◆ INSTRUCTIONS FOR THE TASK
Lay out the entries below, from the line containing "of the cameraman's" through the line containing "x=332 y=275", both included, as a Markdown table with the columns No. and Text. Number each line in order and omit blank lines.

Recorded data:

━━━━━━

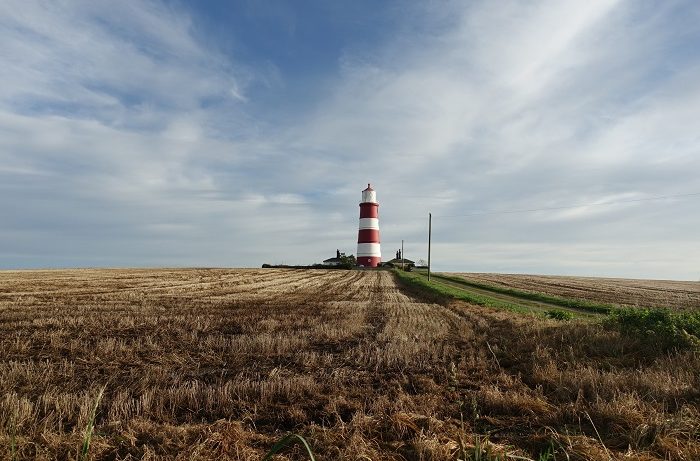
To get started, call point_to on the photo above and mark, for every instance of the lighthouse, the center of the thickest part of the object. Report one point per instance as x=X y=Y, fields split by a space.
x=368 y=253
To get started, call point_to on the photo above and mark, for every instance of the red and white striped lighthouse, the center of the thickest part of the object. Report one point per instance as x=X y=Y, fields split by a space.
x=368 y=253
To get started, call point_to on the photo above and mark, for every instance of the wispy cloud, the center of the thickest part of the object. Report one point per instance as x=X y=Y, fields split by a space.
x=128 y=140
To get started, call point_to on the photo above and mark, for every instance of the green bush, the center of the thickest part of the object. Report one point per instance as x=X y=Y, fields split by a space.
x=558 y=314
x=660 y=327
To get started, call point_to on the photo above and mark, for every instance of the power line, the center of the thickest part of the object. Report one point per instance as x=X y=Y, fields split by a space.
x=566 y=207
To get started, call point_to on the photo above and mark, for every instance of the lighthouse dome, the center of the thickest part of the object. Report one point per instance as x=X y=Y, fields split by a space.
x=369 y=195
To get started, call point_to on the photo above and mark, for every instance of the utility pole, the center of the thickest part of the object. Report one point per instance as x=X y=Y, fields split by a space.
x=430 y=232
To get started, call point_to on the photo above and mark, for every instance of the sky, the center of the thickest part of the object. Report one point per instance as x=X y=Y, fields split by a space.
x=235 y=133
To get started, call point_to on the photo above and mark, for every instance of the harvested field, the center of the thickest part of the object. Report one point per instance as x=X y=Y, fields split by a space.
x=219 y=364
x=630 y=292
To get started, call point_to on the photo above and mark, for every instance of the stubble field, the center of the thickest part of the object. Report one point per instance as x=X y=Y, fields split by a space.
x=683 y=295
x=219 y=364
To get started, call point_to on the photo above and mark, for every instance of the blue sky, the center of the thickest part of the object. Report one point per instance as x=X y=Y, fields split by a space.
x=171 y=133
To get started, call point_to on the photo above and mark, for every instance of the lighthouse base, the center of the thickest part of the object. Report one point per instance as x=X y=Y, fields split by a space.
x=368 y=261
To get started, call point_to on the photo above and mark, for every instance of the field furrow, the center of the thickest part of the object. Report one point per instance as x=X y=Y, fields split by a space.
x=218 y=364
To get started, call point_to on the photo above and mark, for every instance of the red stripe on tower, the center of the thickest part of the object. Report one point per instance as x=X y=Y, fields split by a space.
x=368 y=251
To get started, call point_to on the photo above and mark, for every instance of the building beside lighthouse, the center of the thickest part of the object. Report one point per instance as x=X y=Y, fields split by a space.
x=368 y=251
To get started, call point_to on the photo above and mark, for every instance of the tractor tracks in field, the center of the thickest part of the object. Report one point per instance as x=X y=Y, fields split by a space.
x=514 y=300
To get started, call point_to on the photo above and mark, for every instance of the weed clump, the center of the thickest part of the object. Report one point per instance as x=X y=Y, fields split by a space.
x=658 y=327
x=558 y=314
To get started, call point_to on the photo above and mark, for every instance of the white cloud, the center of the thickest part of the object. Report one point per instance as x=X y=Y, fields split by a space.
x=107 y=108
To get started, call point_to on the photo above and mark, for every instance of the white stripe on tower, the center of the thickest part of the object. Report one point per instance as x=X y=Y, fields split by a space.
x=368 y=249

━━━━━━

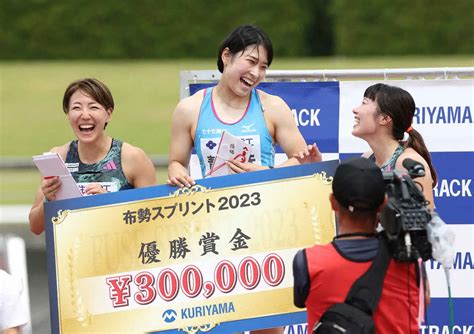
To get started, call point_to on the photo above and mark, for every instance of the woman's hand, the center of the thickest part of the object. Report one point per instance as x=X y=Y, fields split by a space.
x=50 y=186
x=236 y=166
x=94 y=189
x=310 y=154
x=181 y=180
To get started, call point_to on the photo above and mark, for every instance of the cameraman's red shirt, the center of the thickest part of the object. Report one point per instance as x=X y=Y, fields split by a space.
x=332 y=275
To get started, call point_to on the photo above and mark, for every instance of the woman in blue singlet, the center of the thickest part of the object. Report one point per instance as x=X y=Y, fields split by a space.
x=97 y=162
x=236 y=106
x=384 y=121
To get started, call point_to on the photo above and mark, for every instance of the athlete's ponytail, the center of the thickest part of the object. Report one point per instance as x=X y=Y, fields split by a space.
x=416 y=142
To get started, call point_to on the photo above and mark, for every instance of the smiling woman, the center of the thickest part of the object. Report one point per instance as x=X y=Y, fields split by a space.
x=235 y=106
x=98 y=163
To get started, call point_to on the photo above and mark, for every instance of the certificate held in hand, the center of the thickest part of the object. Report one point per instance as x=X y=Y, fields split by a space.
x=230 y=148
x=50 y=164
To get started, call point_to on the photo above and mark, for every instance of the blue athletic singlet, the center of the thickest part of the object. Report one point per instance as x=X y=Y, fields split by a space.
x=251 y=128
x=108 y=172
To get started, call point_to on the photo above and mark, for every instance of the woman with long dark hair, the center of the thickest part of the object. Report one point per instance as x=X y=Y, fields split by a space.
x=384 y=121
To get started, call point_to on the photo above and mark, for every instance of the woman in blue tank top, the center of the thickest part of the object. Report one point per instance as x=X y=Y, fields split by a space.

━━━━━━

◆ SOLVED EXERCISE
| No. | Text |
|---|---|
| 1 | To get started, call point_to on the photo above and mark, for every instance of the cameraman's red shirt, the center of the thickest part of the object. Report one point per instance as x=X y=Y, fields split by a space. |
| 2 | x=332 y=275 |